_Text under study_.
==================================================

Earlier this month, Facebook changed the algorithm that determines which "stories" show up on the News Feed.
The News Feed is that center column you see when you go to Facebook.com or open your Facebook app.
Lots of industry insiders noticed the change and said it would screw over a few companies that depend on Facebook.
These industry insiders were right, but they had the wrong victims in mind.
They also may have missed the true motive behind Facebook's change.
In a December 2 blog post, Facebook said it would start to put more articles from publishers in the News Feed, ranking them by how much your friends have been clicking on them.
Facebook said it would favor "high quality articles" over "the latest meme."
When the change went down, lots of people assumed it would be terrible news for publishers that write a lot about "memes" and publish other "viral" content – publishers like Buzzfeed and Upworthy. Then AllThingsD's Mike Isaac reported that the Facebook executive in charge of News Feed, Chris Cox, has a personal distaste for those two sites. It seemed like their doom was imminent.
But it turns out Buzzfeed and Upworthy aren't the companies getting immediately screwed over by the change.

==================================================

_Excerpted data_.
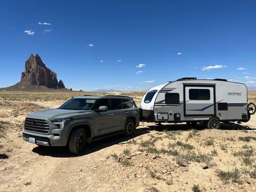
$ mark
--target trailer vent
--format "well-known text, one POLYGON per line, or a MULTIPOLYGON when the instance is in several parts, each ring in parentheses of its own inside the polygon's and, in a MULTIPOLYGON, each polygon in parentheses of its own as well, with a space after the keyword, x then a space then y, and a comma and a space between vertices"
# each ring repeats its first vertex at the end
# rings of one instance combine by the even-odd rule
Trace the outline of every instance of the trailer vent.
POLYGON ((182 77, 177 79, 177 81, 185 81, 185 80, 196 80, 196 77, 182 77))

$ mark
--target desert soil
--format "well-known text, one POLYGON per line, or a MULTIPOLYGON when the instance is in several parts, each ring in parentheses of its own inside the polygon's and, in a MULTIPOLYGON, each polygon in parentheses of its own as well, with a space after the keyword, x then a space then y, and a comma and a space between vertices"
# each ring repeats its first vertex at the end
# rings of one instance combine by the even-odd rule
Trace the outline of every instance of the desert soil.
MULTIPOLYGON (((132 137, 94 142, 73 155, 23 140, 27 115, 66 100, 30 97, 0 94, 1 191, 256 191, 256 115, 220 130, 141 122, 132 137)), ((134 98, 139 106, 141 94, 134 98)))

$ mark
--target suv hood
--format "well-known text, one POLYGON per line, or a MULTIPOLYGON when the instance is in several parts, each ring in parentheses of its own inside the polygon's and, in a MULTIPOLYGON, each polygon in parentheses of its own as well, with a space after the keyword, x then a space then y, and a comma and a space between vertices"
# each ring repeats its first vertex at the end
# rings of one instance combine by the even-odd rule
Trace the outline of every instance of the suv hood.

==================================================

_The task_. Rewrite the stretch of the Facebook News Feed text from "They also may" through "by the change.", changing every "publishers" to "media outlets".

_Response_.
They also may have missed the true motive behind Facebook's change.
In a December 2 blog post, Facebook said it would start to put more articles from media outlets in the News Feed, ranking them by how much your friends have been clicking on them.
Facebook said it would favor "high quality articles" over "the latest meme."
When the change went down, lots of people assumed it would be terrible news for media outlets that write a lot about "memes" and publish other "viral" content – media outlets like Buzzfeed and Upworthy. Then AllThingsD's Mike Isaac reported that the Facebook executive in charge of News Feed, Chris Cox, has a personal distaste for those two sites. It seemed like their doom was imminent.
But it turns out Buzzfeed and Upworthy aren't the companies getting immediately screwed over by the change.